EXERCISE PROMPT = Pick out every line of the material below that contains the string "blazer", and copy each one. Case counts.

DATA FOR THIS EXERCISE =
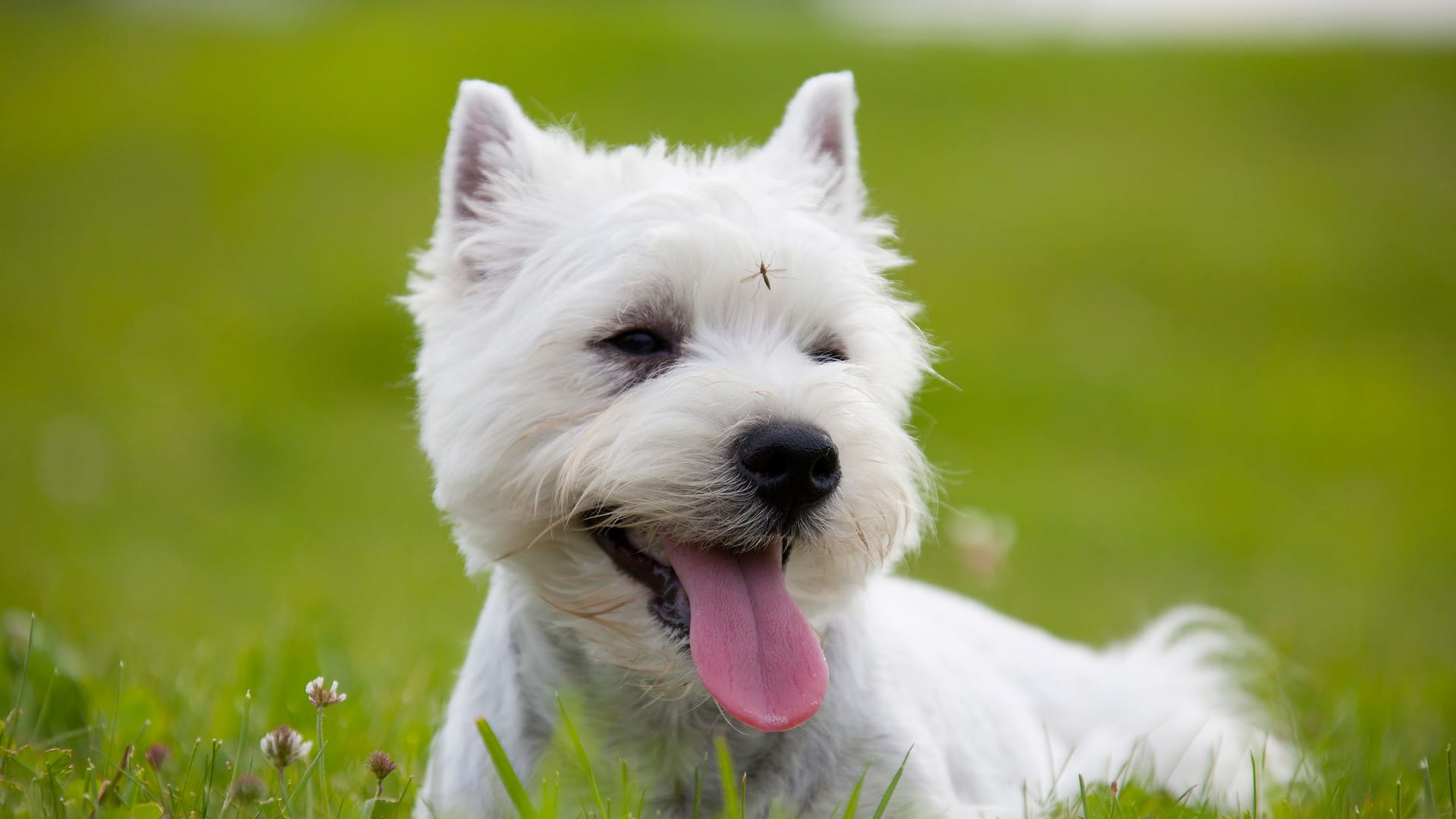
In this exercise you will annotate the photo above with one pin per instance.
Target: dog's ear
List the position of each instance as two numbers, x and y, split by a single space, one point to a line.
819 130
488 152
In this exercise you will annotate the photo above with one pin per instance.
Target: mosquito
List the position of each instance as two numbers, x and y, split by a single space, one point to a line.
762 273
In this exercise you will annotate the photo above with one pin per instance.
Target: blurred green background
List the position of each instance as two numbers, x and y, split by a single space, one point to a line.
1197 306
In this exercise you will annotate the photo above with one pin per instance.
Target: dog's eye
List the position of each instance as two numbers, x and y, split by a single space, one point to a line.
639 343
827 354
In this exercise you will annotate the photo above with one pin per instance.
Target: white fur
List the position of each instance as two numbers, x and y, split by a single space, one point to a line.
542 248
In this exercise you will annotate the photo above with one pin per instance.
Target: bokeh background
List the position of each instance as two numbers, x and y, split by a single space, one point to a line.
1196 300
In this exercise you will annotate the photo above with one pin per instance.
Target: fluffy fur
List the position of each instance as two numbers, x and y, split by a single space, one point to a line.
546 246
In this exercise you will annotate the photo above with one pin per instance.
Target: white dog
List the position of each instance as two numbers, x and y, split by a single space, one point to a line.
666 394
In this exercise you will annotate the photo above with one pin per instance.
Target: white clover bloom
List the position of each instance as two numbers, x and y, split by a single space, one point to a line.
283 746
324 697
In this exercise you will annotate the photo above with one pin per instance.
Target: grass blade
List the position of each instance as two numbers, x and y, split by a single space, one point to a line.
19 689
582 755
854 796
884 800
727 779
506 771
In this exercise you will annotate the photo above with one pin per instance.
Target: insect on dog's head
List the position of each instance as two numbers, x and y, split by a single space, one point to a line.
641 356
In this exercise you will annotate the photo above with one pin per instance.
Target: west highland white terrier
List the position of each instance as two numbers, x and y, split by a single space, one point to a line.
666 395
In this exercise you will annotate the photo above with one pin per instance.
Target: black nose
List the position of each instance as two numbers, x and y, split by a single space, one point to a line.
789 465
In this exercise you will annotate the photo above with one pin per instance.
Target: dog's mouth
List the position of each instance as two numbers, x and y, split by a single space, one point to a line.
753 649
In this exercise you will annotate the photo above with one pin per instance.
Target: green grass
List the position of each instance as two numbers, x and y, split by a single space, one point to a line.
1197 306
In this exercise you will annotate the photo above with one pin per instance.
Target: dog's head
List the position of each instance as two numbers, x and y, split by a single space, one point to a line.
672 388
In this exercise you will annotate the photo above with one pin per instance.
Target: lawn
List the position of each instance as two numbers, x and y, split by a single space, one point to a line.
1197 311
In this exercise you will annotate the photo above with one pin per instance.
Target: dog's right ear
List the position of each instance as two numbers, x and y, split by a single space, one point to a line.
485 156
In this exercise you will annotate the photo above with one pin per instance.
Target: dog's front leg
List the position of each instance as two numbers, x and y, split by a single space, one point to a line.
497 682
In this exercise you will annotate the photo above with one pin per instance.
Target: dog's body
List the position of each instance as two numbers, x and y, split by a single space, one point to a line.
664 395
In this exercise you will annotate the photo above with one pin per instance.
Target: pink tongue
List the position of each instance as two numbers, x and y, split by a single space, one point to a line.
752 646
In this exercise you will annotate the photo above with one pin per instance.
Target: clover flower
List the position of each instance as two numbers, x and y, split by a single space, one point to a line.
158 755
381 765
324 697
283 746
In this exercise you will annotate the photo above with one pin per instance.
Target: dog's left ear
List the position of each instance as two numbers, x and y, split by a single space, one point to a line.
819 130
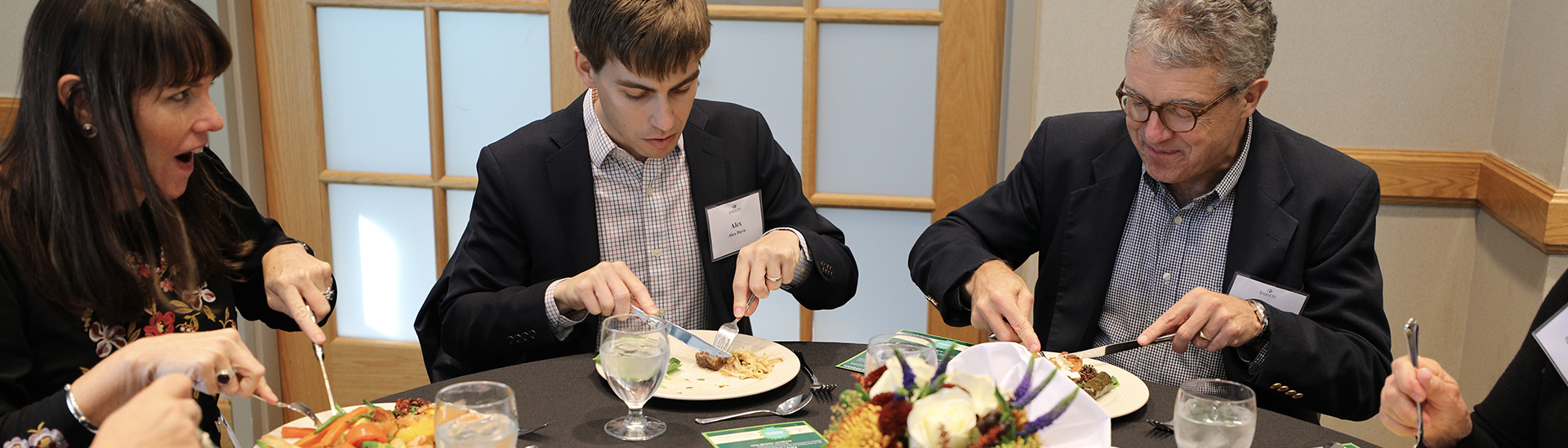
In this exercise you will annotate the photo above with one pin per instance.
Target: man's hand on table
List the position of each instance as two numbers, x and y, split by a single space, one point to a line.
608 289
1223 321
1445 409
1000 302
763 266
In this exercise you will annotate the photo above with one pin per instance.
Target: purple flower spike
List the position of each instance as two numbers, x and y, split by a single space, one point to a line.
1022 401
908 373
1049 417
1022 384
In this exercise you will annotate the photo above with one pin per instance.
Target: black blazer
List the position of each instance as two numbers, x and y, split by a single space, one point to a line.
1305 217
1528 405
533 222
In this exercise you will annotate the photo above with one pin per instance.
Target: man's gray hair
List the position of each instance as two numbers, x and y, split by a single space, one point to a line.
1235 35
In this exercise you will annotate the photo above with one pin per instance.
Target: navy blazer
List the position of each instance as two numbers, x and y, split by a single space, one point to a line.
533 222
1305 217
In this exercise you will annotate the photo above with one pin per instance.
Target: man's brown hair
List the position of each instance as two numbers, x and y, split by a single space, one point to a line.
653 38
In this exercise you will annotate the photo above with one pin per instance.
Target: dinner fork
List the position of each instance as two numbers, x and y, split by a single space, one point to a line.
298 407
816 384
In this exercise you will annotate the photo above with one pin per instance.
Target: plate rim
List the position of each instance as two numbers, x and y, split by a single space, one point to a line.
789 365
1125 378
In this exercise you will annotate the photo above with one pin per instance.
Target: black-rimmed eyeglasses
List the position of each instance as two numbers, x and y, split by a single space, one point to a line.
1175 117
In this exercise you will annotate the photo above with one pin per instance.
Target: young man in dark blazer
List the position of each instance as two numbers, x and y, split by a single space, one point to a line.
608 204
1187 214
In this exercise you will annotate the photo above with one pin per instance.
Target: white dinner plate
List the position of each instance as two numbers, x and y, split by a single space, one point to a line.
323 415
693 383
1128 396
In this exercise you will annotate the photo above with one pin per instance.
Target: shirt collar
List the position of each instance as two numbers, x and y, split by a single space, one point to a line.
599 143
1232 177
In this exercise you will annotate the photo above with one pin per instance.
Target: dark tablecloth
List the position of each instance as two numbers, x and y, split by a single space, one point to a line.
569 393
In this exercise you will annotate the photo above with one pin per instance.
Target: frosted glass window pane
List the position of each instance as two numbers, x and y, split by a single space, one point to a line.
494 78
886 301
777 318
460 204
875 109
758 3
375 107
760 65
383 260
882 5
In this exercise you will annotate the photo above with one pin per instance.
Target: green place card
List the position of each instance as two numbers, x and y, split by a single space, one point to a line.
857 364
786 434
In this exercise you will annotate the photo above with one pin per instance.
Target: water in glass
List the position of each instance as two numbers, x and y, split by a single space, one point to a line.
1215 414
475 414
634 352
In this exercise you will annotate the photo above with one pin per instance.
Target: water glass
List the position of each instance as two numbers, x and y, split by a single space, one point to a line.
882 347
634 352
475 414
1215 414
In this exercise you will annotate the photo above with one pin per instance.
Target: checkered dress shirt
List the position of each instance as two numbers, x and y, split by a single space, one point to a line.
647 221
1165 252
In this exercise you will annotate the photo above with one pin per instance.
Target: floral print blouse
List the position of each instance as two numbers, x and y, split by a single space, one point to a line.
42 347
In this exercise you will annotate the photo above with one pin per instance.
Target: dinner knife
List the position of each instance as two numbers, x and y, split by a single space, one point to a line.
688 338
1107 349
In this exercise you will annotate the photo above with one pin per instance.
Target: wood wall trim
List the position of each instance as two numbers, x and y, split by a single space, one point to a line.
8 107
1525 204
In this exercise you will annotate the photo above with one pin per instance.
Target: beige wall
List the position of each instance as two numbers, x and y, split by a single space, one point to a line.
1383 74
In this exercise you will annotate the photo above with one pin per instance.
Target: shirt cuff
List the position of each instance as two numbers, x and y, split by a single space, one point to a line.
560 325
804 264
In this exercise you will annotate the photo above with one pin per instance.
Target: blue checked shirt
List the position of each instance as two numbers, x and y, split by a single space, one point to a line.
647 221
1165 252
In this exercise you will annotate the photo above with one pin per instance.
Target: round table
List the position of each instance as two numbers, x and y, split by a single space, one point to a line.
577 401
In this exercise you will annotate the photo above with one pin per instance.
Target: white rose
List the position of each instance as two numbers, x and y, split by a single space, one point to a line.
980 387
947 410
893 379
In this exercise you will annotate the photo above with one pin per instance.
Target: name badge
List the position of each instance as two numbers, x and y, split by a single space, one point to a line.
734 224
1286 299
1554 342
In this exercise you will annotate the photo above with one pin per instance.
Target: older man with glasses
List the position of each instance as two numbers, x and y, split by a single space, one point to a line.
1187 214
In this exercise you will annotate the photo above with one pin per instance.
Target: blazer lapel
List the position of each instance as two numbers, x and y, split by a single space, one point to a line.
569 173
709 183
1092 226
1259 228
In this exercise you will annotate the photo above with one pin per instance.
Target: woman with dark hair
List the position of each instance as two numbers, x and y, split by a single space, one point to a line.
127 250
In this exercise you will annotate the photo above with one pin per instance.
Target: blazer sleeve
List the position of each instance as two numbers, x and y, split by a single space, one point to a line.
250 293
1529 392
835 276
1336 351
1002 224
24 409
492 310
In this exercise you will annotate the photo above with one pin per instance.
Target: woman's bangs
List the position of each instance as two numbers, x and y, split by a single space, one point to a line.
179 46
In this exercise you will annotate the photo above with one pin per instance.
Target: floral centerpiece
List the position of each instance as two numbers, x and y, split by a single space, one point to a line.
932 406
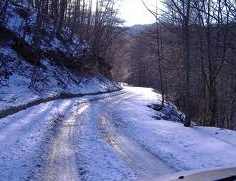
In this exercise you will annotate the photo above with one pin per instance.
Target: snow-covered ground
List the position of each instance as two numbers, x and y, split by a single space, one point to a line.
51 80
106 137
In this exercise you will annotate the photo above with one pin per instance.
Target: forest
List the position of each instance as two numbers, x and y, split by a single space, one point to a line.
188 55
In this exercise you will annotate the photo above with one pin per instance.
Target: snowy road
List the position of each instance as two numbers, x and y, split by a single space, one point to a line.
108 137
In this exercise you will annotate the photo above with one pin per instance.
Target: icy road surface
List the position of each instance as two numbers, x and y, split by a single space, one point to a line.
108 137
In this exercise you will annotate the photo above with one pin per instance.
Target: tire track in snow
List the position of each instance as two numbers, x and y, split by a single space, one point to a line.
145 164
61 164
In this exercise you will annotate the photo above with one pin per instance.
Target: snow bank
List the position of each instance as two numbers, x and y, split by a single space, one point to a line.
50 78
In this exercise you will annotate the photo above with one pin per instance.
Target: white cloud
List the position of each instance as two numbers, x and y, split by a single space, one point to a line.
134 12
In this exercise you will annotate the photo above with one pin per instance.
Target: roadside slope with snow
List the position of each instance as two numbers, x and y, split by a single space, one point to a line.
180 147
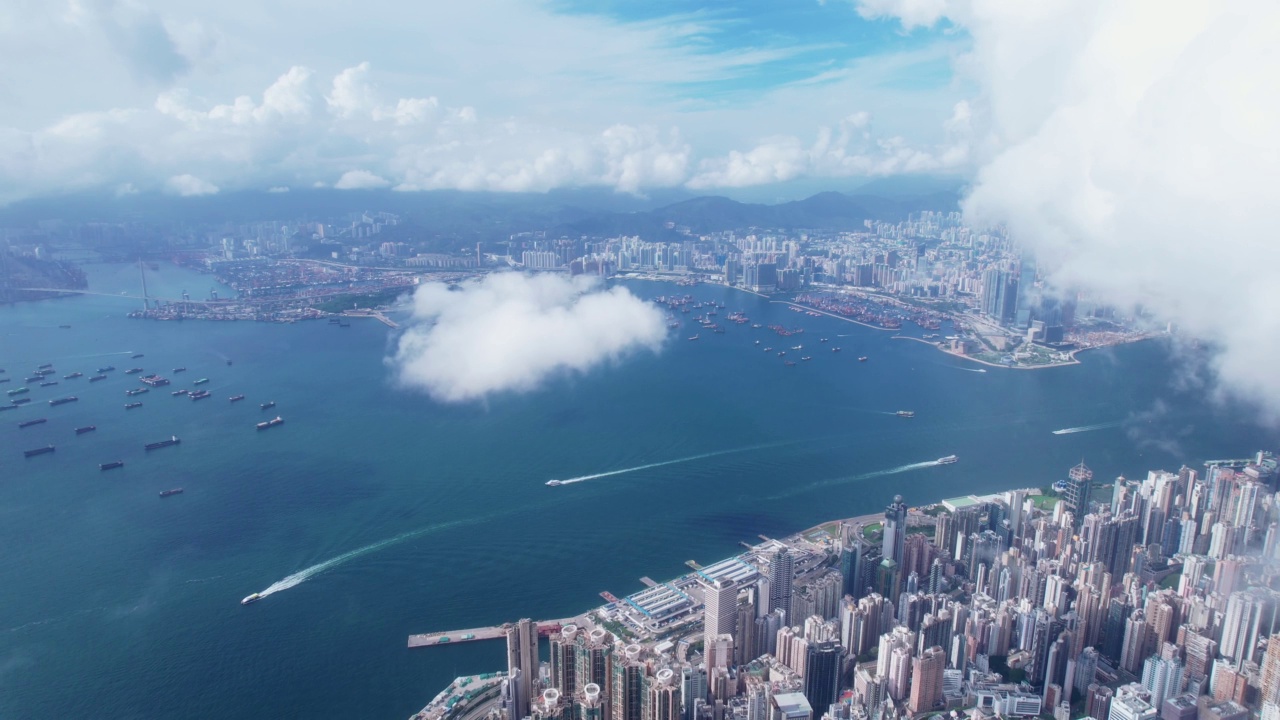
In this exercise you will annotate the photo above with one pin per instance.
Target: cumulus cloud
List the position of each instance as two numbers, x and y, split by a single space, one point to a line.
190 186
360 180
1132 145
508 332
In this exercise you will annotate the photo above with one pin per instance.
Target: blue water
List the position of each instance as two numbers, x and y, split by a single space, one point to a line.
117 604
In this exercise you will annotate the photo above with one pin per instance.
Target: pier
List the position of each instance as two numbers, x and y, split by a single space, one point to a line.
490 633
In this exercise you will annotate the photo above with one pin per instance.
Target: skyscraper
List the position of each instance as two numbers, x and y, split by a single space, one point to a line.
522 655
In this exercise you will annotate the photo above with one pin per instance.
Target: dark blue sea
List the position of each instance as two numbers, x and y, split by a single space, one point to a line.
382 513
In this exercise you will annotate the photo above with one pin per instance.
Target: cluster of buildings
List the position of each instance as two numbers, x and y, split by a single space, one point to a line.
1130 600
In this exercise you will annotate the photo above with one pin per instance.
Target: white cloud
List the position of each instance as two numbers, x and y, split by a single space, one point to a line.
1133 146
508 332
190 186
360 180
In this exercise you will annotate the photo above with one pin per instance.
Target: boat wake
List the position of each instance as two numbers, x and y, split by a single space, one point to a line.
307 573
1087 428
664 463
859 478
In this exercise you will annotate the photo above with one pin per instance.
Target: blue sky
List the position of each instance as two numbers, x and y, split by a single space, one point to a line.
502 95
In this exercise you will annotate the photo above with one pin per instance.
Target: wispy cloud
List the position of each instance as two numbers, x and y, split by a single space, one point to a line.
508 332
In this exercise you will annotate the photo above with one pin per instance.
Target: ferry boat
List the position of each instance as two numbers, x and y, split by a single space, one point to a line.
163 443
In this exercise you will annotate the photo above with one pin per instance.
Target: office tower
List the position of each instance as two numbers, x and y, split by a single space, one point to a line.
781 575
1162 679
522 655
629 687
663 697
927 680
822 674
894 543
720 618
1079 483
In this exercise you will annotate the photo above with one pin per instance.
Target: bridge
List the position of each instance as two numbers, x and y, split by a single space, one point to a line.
490 633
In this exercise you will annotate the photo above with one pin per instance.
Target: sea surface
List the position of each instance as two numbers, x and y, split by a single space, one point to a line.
375 513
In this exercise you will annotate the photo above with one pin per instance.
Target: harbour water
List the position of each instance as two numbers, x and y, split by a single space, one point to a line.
375 513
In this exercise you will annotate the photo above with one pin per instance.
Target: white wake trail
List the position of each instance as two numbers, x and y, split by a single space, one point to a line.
1087 428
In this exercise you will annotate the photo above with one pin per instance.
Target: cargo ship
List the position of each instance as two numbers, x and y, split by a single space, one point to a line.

EXPECTED ANSWER =
Target: black blazer
Target: navy blazer
Target: young man in dark blazer
Target: blazer lapel
Target: blazer sleeve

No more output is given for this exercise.